WHAT IS NEEDED → Find the line that contains "Question. The photograph above contains instances of the area"; then retype it and each line after it, exactly, through the final line of the data below.

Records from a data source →
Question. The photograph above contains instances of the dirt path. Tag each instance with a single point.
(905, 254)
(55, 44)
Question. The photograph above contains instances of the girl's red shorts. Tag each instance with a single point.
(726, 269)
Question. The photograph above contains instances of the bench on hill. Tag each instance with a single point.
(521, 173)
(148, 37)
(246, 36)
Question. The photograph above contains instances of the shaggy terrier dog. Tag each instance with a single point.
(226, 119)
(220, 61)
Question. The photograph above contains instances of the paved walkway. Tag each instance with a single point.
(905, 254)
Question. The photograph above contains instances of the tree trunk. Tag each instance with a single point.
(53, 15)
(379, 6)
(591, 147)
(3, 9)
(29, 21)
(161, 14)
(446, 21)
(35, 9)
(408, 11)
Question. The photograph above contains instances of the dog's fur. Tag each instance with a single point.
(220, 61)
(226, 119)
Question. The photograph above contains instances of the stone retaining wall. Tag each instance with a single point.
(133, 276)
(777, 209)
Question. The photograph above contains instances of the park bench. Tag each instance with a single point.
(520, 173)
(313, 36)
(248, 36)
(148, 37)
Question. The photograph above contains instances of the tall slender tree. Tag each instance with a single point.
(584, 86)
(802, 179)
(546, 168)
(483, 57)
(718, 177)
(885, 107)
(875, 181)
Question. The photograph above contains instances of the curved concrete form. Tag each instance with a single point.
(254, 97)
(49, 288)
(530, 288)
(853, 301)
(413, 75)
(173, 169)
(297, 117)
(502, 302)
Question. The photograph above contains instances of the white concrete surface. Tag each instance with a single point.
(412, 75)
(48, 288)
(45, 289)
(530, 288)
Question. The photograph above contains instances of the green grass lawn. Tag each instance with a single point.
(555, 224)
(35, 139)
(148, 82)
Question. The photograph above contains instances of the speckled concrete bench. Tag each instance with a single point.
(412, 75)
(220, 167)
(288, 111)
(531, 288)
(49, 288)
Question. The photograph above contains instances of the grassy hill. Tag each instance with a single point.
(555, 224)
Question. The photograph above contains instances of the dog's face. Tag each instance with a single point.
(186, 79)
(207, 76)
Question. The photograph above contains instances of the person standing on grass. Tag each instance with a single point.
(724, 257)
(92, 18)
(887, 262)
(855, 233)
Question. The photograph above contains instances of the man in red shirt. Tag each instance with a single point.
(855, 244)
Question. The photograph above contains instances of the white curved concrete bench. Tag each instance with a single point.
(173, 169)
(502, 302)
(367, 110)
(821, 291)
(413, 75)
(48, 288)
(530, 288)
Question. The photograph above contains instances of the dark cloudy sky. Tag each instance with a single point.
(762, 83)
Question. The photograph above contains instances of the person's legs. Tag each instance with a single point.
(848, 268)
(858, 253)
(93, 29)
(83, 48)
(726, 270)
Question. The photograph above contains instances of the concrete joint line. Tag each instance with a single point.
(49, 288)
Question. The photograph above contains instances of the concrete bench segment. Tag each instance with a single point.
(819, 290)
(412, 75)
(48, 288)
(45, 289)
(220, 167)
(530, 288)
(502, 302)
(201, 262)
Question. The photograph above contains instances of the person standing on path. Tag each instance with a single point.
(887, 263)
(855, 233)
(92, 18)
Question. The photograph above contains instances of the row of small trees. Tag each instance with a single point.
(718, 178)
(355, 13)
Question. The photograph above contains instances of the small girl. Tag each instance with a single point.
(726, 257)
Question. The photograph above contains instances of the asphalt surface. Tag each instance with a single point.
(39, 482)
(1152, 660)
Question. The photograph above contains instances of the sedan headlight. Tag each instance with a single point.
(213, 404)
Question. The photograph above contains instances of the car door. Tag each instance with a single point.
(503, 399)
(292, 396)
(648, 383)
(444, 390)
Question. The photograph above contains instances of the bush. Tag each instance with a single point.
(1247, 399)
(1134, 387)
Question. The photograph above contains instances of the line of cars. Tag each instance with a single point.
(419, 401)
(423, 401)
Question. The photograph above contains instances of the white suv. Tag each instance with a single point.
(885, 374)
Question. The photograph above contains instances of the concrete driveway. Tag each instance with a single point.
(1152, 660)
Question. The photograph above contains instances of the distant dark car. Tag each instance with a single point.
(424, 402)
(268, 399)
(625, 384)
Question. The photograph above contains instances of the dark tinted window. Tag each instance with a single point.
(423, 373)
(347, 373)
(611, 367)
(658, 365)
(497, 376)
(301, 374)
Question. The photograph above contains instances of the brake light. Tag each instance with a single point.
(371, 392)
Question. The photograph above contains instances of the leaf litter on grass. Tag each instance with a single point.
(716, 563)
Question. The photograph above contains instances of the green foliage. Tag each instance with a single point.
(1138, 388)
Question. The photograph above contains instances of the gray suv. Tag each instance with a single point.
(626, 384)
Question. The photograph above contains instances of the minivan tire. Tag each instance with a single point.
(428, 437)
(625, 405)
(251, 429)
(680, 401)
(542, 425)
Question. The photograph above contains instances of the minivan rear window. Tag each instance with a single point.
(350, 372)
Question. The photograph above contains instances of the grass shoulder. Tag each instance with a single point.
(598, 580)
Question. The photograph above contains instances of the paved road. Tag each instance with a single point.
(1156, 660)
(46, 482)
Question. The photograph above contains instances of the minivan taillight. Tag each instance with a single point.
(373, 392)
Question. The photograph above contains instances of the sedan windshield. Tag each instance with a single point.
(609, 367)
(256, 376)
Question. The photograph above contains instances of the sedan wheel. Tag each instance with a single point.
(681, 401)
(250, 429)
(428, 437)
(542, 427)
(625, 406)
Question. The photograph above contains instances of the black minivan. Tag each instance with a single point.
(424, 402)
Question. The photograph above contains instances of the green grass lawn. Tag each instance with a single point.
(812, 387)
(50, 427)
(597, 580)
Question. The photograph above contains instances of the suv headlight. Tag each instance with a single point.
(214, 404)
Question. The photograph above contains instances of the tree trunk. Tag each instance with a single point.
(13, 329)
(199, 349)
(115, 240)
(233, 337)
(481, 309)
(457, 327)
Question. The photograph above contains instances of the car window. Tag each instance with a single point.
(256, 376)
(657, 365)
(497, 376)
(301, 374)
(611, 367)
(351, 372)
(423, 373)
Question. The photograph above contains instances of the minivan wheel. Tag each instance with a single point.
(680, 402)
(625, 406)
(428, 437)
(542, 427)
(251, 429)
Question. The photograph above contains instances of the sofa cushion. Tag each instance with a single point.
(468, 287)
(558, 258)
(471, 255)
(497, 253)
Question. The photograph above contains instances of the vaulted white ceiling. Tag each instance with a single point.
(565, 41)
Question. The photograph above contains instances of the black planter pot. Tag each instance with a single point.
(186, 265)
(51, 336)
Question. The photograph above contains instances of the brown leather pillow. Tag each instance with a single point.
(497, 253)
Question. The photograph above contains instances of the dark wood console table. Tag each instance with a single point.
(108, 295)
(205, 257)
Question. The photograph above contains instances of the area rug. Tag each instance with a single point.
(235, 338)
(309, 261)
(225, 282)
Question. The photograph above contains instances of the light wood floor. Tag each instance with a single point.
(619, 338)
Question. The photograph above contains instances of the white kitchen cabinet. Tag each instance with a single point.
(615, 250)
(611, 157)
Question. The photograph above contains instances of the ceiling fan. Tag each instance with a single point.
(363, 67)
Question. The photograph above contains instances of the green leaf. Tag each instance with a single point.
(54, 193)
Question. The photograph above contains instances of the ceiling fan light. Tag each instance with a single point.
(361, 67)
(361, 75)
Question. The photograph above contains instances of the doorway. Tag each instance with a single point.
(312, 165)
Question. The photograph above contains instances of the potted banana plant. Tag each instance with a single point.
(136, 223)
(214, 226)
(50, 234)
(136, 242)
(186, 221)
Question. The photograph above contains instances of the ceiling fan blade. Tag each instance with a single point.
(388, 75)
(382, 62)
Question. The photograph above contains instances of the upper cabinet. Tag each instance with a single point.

SOLVED EXERCISE →
Question. The photograph above contains instances of the area rug. Tag each instance with a single point.
(235, 338)
(309, 261)
(225, 282)
Question. The photograph above contains instances of the light wood floor. Tag each instance with a single point.
(619, 338)
Question. The photograph above contains instances of the white kitchen cabinet. Tag each instance with a single point.
(615, 250)
(611, 157)
Question. The photograph above contains instances of the ceiling fan. Tag each instance with a single point.
(363, 67)
Question. The photograph above contains instances of the green leaf. Tag each instance with a single point.
(54, 193)
Question. The photograph above contains instances of the ceiling fan light. Tag each instance with a single point.
(361, 67)
(361, 75)
Question. The photograph above contains instances of the doorway. Tag each instance with a single point.
(312, 165)
Question. The photograph above contains instances of the potted banana plant. Tag each instance with a single point.
(136, 223)
(214, 226)
(50, 234)
(136, 242)
(186, 221)
Question. The photograph above contains instances of the ceiling fan blade. Tag each instance with a single point.
(388, 75)
(382, 62)
Question. The photograph above contains instances of the upper cabinet. Tag each instance with a single point.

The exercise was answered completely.